## Start Material provided

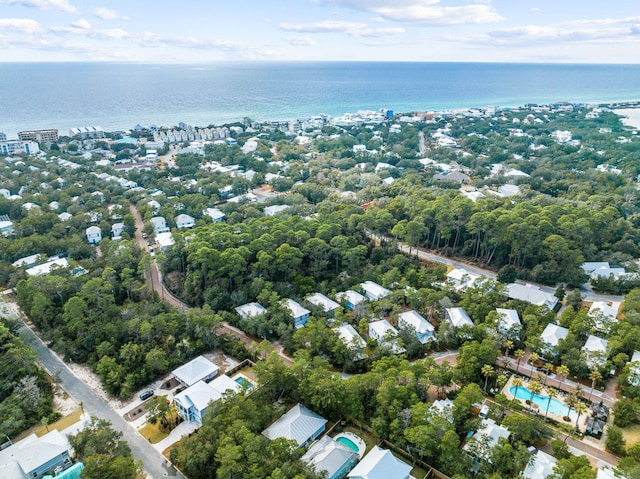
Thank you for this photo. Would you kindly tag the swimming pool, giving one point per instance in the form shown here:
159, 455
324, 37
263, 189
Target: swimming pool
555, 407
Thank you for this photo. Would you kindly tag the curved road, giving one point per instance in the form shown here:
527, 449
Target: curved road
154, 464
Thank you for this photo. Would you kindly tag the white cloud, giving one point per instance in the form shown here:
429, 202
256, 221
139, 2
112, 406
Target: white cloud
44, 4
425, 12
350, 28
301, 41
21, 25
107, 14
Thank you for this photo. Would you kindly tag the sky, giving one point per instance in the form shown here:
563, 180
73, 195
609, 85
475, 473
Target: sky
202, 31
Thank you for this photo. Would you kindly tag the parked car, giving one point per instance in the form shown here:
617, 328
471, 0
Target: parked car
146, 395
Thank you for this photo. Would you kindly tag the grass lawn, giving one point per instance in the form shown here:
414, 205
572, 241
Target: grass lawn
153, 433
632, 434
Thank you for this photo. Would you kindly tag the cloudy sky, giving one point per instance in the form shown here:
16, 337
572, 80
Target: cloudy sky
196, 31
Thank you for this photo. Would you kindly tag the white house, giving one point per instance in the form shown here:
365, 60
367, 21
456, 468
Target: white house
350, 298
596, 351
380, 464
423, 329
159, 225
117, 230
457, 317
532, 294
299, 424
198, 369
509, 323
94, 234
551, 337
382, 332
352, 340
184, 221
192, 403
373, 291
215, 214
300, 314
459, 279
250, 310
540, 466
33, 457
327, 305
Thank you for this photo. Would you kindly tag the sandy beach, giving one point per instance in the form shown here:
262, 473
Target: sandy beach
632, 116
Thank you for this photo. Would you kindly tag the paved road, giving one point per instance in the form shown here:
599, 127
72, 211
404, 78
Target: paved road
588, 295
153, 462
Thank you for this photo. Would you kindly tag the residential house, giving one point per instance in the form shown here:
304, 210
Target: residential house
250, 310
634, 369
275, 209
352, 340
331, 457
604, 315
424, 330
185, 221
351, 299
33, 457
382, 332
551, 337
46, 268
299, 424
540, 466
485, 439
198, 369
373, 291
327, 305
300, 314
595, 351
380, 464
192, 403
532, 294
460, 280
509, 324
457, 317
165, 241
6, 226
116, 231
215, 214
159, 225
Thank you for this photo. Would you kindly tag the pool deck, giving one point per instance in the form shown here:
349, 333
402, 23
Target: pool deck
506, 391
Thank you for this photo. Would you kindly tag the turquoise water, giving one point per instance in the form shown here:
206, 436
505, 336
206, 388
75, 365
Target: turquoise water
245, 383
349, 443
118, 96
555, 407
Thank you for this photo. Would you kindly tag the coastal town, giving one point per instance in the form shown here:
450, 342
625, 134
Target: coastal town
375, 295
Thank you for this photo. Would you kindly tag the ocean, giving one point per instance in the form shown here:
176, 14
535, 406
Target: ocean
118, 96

## End Material provided
## Start Material provided

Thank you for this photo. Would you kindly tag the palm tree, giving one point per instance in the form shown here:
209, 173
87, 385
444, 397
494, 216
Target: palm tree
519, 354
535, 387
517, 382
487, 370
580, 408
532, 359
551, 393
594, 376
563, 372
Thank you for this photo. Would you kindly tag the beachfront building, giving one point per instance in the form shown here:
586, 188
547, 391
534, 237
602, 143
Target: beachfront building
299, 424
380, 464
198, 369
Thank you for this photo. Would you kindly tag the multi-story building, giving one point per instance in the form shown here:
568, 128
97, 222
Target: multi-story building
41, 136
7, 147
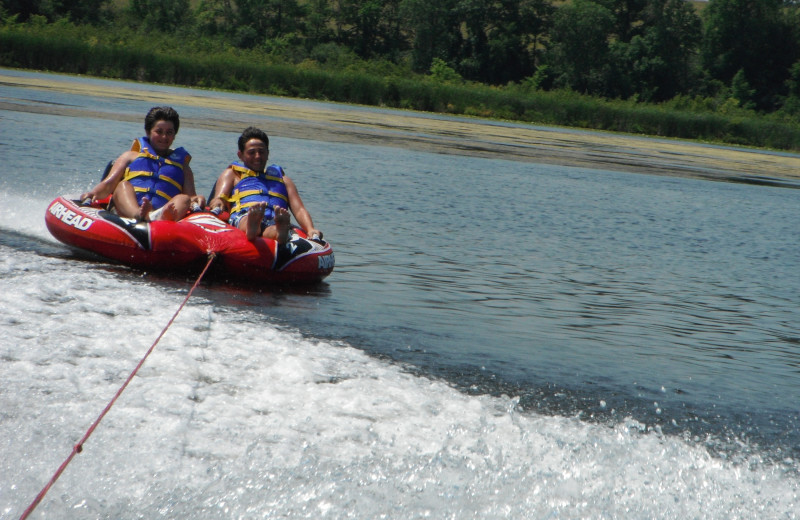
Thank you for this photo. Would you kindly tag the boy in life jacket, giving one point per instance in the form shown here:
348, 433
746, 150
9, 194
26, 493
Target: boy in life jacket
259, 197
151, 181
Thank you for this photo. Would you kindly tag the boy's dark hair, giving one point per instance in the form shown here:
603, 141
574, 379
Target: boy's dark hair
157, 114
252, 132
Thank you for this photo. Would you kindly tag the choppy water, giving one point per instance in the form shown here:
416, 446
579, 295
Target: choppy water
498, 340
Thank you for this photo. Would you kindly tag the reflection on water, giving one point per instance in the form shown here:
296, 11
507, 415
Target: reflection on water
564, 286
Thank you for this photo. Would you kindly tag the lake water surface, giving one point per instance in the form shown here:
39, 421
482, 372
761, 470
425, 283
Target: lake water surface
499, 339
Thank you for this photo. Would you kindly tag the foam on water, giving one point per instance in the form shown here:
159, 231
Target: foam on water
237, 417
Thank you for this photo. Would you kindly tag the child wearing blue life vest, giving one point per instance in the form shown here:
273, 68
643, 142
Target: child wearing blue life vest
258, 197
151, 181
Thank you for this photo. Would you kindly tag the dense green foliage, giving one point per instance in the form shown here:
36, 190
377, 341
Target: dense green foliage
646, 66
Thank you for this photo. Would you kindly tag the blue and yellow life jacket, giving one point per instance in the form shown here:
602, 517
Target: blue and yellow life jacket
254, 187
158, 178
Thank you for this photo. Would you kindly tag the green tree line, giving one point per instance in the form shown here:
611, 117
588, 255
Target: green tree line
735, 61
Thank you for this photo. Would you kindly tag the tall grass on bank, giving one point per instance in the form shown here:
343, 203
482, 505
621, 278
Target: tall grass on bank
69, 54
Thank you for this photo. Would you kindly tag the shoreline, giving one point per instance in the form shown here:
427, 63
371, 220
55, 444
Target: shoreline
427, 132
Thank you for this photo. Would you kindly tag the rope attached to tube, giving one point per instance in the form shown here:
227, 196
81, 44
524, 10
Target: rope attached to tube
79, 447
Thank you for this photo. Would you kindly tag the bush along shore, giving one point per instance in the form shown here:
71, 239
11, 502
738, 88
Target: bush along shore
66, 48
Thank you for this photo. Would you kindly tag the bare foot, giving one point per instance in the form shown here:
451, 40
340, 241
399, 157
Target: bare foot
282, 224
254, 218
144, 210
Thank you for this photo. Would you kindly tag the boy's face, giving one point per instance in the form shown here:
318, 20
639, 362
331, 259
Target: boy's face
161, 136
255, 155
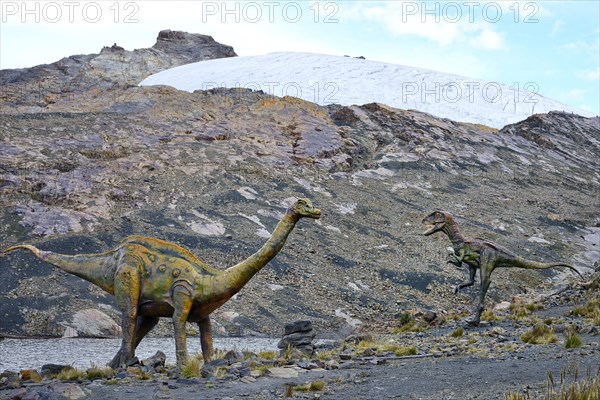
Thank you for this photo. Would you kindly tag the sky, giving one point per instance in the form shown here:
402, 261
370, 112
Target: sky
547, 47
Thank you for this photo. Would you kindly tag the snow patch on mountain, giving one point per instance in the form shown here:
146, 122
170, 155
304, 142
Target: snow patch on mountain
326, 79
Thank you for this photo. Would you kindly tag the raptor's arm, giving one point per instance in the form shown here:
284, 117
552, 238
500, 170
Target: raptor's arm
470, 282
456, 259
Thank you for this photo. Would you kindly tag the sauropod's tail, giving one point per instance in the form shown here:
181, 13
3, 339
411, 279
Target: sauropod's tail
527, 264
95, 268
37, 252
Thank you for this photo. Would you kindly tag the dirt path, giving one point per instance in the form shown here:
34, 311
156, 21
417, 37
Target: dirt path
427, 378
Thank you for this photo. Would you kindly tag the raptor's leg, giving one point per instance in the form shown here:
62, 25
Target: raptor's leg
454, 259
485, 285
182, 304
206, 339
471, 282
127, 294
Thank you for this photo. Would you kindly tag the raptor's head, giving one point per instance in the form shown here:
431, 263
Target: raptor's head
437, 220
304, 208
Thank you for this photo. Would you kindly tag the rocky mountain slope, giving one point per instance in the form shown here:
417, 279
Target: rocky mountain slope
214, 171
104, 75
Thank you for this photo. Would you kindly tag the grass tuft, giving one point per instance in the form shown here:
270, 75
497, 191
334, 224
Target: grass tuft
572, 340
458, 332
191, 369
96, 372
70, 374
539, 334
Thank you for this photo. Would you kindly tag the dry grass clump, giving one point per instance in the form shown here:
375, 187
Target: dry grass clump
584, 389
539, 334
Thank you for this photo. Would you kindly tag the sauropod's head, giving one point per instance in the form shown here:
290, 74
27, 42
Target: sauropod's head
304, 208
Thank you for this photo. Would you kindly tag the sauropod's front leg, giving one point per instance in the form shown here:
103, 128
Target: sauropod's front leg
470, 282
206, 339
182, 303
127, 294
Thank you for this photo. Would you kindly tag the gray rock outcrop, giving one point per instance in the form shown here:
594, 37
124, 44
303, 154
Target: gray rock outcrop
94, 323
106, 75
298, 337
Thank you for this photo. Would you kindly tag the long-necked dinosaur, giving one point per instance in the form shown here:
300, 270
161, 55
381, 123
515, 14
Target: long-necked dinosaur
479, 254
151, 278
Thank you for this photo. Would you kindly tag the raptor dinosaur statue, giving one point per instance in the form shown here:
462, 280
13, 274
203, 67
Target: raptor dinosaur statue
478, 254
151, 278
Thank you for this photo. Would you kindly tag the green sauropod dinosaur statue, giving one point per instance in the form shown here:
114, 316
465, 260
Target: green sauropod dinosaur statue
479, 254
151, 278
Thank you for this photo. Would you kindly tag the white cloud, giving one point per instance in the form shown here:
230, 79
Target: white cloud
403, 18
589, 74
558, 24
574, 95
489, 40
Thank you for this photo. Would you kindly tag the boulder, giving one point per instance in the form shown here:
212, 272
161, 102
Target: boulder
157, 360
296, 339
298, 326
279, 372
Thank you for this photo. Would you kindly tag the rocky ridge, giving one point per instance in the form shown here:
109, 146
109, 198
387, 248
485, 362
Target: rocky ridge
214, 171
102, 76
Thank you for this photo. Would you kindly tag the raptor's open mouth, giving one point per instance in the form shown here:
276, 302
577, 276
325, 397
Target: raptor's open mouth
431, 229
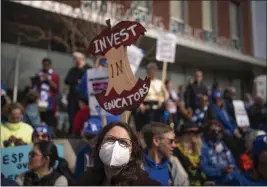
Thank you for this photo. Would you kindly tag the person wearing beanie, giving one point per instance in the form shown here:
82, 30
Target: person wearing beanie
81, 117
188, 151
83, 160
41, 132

## End Material provided
## Start Material provided

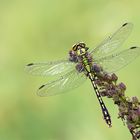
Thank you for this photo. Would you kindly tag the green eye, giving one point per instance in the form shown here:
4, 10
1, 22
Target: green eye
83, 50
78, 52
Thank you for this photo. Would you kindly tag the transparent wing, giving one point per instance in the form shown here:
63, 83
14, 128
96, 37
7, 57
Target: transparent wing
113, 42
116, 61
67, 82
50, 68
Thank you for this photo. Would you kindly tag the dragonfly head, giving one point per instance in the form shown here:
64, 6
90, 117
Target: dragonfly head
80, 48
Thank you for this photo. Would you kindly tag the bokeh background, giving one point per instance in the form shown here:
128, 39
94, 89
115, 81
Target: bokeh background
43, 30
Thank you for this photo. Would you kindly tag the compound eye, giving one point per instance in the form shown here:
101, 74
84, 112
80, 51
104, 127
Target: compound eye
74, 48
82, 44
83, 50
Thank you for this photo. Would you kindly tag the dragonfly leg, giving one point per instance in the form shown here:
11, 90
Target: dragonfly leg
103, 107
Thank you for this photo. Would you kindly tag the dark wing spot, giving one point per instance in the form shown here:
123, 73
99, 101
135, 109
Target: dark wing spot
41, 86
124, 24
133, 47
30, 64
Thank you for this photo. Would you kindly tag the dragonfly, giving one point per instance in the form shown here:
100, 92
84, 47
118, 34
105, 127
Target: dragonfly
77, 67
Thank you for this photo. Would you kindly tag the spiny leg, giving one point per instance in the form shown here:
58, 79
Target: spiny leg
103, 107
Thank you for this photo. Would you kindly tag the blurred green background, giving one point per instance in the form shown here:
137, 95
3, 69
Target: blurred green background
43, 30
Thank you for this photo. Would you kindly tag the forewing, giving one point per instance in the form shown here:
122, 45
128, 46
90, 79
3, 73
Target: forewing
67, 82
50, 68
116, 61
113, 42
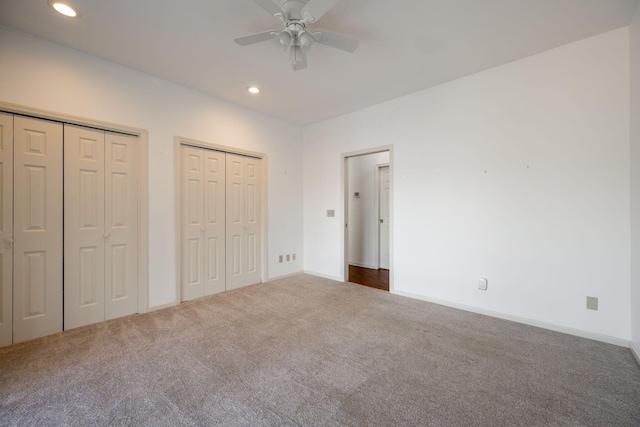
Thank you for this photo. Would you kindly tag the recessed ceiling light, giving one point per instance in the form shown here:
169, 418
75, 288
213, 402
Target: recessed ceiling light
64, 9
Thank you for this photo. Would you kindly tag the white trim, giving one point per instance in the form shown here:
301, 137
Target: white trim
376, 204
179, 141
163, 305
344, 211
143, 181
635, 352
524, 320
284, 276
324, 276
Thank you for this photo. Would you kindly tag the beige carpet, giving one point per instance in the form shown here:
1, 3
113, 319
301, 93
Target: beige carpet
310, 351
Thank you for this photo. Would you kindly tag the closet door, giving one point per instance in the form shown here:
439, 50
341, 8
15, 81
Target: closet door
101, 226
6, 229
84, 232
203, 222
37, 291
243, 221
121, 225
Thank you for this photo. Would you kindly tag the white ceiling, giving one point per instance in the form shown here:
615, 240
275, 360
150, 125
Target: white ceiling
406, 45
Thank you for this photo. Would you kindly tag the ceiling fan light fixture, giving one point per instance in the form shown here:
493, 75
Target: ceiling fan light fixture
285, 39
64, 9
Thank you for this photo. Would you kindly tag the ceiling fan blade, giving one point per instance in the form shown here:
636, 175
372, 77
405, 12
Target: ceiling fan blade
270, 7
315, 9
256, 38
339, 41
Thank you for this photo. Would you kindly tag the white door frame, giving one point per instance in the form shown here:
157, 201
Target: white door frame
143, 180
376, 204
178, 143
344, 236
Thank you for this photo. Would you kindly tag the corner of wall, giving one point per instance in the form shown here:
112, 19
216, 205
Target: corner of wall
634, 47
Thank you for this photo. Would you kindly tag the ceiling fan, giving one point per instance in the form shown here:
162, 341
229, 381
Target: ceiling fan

## End Material provided

▶ _Task directions_:
Select and copy every line in the three blocks above that contains the string "spot", matching its case exactly.

▶ _Answer to this exercise_:
Thank you for this photo. Would you kindly tag the dark wing spot, giving one point per instance in the form shown here:
Target: dark wing spot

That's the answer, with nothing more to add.